- **Text**
══════════════════════════════
Writing State Monads in Ocaml

One of my projects for quite a while is to understand Monads. I have been working on this, off and on, for an embarrassing amount of time. Yes, I could have just learned Haskell and that would have done it but I wanted to be a pain in the arse. Also, I had a horrible experience attempting to learn Haskell a long time ago. Thus, I decided as I use Ocaml for most things then I should be able to do it. First, I read this article a few times and this which is really good and helps hugely in my understanding. Anyway, I will take a step by step approach to showing how to write a State Monad for Ocaml.

So, first thing, what is a Monad? If you remember your undergraduate philosophy classes a Monad is an entity that is basically impenetrable but can communicate. Thus, you don’t know what’s in the monad but you can communicate this. With this in mind, a Monad in code is:

module type MONAD =
  sig
    type 'a t
    val bind : 'a t -> ('a -> 'b t) -> 'b t
    val return : 'a -> 'a t
  end

You will notice here that I am declaring a module type and not a module. Basically, I want to build monads out of things. Thus, Monad in OO terms is an abstract base class. So, if we want to have a “kind of” Monad, we have to build it. In any case, the type 'a t is the type system wrapper around a polymorphic value. Basically, the type system wraps the value in a type so that it can be manipulated at the type level rather than at the value level. return is kind of an odd way to put it but it “return”s a Monad out of a value of some kind (as has been pointed out by pozorvlak, mote is a better term for values of that type and is a common mistake in Monad tutorials); we don’t care what kind (or type) the value is. bind is a way for the user to bind a function to a Monad. What you will get is the Monad feeding the value into the function and expecting a new Monad from the function then it will automatically return that Monad.
══════════════════════════════
- **Exercise**
In the text on writing State Monads in Ocaml, what does the author say a Monad is in OO terms?

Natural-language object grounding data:
══════════════════════════════
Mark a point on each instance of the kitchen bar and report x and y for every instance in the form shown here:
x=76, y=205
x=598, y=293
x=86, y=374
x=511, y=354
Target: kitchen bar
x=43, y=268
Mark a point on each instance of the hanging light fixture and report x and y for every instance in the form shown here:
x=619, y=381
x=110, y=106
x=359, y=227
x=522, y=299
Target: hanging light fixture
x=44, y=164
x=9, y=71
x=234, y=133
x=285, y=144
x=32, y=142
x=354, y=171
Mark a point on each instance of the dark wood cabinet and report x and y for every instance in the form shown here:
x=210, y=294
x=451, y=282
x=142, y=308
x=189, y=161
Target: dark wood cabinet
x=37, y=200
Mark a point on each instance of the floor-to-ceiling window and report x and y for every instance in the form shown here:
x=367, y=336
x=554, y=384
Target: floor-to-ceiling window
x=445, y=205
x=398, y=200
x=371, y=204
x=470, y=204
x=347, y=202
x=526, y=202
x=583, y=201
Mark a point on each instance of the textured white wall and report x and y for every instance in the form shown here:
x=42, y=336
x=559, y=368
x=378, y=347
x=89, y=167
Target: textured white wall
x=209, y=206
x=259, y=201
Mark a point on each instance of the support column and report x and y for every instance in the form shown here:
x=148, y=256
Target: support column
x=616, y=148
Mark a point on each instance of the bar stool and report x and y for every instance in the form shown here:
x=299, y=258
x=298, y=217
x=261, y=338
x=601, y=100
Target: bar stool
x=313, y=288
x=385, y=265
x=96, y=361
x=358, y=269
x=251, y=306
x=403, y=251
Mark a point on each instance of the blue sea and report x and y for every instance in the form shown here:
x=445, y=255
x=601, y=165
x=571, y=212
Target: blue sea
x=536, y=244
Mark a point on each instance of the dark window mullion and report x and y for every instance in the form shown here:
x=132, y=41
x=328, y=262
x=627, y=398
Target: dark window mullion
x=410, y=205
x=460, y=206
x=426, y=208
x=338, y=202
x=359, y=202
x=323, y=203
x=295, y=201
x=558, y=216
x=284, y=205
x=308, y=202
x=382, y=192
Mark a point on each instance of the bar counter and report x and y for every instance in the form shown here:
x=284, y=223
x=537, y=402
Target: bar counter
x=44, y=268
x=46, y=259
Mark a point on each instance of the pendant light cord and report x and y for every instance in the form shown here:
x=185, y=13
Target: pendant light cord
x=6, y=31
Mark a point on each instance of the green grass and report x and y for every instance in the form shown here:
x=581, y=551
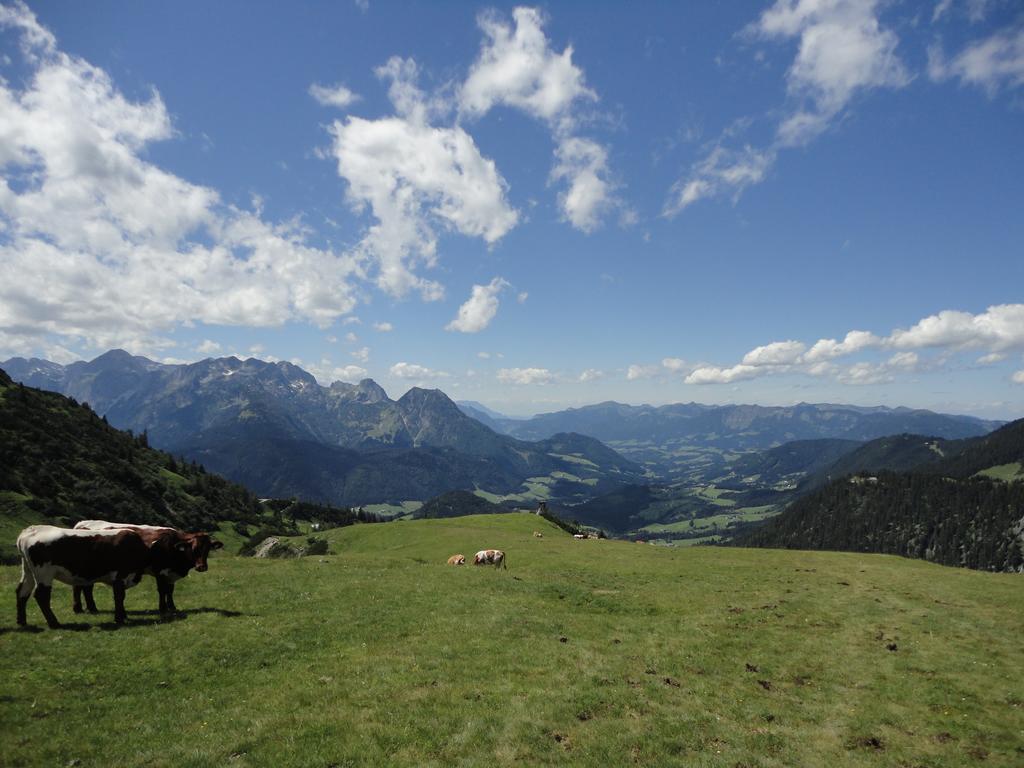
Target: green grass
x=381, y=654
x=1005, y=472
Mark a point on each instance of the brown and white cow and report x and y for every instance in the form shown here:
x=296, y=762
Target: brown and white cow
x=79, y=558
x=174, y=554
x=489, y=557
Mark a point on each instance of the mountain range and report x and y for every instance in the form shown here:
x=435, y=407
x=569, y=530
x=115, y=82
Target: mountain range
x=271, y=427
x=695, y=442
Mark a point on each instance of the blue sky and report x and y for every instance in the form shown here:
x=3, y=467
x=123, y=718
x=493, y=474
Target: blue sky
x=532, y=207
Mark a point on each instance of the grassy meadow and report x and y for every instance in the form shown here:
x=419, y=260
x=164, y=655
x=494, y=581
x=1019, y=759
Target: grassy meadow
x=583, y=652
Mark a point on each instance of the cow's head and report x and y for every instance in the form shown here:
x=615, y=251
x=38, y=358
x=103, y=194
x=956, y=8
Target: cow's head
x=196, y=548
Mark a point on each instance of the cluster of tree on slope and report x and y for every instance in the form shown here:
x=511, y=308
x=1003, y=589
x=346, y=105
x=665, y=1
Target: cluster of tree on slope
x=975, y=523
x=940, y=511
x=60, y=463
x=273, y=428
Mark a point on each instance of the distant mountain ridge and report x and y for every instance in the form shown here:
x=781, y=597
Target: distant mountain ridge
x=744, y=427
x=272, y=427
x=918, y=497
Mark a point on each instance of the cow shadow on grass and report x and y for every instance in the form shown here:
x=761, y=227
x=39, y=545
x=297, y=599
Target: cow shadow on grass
══════════════════════════════
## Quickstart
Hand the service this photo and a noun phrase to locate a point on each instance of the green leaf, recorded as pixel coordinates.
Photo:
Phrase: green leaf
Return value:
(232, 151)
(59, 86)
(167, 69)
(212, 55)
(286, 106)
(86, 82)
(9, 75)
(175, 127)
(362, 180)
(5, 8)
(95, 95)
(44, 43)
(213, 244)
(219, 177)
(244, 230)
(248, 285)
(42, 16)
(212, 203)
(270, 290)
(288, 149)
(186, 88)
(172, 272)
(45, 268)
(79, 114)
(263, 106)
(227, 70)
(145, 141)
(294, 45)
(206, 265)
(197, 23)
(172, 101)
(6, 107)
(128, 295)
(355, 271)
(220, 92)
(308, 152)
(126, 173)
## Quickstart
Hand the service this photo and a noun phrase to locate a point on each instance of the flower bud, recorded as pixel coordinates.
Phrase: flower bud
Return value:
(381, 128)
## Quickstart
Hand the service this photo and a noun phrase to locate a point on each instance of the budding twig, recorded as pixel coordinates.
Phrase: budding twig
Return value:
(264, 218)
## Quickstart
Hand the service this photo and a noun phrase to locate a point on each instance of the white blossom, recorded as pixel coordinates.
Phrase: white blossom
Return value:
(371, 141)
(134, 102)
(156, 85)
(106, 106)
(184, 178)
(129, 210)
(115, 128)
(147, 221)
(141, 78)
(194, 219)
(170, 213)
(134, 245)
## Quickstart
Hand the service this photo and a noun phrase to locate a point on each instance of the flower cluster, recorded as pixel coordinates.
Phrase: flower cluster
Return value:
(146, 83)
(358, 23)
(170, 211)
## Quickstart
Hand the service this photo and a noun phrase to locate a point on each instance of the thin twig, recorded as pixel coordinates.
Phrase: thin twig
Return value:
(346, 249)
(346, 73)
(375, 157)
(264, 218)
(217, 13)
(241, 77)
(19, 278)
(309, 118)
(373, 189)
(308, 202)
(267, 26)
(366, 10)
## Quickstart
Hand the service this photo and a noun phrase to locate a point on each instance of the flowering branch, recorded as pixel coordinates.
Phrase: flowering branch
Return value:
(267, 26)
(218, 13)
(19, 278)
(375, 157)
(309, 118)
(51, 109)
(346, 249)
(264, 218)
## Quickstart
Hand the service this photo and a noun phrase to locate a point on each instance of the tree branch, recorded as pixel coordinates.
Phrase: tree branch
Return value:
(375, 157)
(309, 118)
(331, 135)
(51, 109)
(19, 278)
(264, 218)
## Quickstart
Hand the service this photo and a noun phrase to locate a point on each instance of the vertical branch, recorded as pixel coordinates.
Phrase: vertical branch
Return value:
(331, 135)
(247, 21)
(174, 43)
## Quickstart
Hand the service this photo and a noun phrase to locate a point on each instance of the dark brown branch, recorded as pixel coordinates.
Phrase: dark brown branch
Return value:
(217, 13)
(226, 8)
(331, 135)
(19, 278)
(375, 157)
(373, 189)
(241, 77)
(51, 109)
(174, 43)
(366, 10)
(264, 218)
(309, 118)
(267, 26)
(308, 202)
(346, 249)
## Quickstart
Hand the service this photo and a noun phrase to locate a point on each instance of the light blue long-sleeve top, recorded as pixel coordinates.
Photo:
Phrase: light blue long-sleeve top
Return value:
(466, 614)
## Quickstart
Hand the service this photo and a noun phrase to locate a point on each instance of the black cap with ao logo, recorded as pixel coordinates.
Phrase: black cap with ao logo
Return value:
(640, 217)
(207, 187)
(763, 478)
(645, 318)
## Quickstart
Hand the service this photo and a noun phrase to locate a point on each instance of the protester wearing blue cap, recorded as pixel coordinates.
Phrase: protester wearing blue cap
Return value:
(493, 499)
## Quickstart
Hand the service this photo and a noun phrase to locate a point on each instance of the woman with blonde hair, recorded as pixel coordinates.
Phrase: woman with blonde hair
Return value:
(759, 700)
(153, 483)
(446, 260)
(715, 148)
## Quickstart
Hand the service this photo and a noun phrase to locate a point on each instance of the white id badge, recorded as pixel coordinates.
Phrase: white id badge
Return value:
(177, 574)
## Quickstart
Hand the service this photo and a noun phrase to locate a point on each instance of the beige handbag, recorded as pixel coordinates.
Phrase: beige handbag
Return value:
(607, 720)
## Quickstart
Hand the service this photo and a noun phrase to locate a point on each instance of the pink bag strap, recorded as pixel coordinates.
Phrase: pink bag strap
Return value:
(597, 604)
══════════════════════════════
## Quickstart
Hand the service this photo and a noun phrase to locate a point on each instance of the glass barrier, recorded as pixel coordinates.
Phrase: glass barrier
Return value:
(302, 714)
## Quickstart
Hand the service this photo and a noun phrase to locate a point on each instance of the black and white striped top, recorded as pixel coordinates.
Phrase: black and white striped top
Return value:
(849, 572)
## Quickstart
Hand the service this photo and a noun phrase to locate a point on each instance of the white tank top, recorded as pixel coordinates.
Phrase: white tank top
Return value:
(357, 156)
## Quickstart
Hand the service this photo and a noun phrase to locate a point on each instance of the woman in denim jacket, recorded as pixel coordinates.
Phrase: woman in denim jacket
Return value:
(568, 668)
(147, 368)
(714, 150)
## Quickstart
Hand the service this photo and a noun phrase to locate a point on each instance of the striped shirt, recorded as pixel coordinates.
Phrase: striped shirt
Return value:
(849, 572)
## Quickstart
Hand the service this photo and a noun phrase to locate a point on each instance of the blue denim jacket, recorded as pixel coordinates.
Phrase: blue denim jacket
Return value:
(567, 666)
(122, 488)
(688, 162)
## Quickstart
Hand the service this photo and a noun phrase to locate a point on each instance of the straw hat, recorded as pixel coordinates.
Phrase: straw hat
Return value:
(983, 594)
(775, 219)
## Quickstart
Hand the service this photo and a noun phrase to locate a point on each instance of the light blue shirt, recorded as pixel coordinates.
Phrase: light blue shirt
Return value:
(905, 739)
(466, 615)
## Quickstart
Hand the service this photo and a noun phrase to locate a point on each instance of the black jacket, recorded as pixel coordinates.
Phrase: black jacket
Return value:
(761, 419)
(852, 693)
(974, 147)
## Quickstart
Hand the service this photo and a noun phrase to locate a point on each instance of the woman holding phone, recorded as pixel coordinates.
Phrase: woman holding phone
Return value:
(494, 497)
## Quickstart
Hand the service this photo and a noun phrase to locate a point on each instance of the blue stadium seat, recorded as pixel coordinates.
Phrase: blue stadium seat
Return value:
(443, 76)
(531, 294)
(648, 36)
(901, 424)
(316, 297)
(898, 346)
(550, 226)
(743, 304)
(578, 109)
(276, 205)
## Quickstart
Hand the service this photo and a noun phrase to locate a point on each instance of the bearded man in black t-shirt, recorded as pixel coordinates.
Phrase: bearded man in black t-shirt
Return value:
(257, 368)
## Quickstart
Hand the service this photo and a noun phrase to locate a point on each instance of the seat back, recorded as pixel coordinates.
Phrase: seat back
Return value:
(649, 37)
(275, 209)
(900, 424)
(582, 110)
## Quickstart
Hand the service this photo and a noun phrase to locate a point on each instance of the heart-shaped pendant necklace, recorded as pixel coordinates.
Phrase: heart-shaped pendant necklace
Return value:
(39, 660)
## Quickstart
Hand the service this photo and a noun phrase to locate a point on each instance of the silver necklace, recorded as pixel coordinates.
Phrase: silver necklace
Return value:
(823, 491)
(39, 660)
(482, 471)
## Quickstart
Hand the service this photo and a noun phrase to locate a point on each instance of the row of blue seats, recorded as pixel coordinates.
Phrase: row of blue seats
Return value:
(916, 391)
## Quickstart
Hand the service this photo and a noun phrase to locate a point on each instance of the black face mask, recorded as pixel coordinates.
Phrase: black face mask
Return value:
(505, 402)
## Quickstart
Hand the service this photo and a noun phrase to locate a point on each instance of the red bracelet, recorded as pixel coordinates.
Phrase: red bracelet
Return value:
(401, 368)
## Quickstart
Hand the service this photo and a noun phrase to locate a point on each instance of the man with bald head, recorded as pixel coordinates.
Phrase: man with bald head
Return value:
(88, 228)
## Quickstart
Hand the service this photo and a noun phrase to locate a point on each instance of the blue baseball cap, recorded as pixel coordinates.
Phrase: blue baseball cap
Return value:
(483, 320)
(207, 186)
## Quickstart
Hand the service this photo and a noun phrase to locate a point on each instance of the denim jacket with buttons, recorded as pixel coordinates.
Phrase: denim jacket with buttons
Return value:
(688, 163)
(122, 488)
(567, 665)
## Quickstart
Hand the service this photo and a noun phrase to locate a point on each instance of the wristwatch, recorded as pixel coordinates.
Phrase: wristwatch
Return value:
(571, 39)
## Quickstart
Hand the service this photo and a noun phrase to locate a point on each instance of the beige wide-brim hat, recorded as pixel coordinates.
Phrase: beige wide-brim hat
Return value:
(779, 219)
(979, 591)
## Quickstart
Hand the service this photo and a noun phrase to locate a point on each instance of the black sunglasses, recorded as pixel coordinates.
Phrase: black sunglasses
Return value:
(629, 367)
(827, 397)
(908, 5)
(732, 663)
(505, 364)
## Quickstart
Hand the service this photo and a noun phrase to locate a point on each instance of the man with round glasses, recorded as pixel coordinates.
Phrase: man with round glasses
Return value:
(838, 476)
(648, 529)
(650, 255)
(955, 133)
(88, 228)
══════════════════════════════
- **Response**
An abstract base class.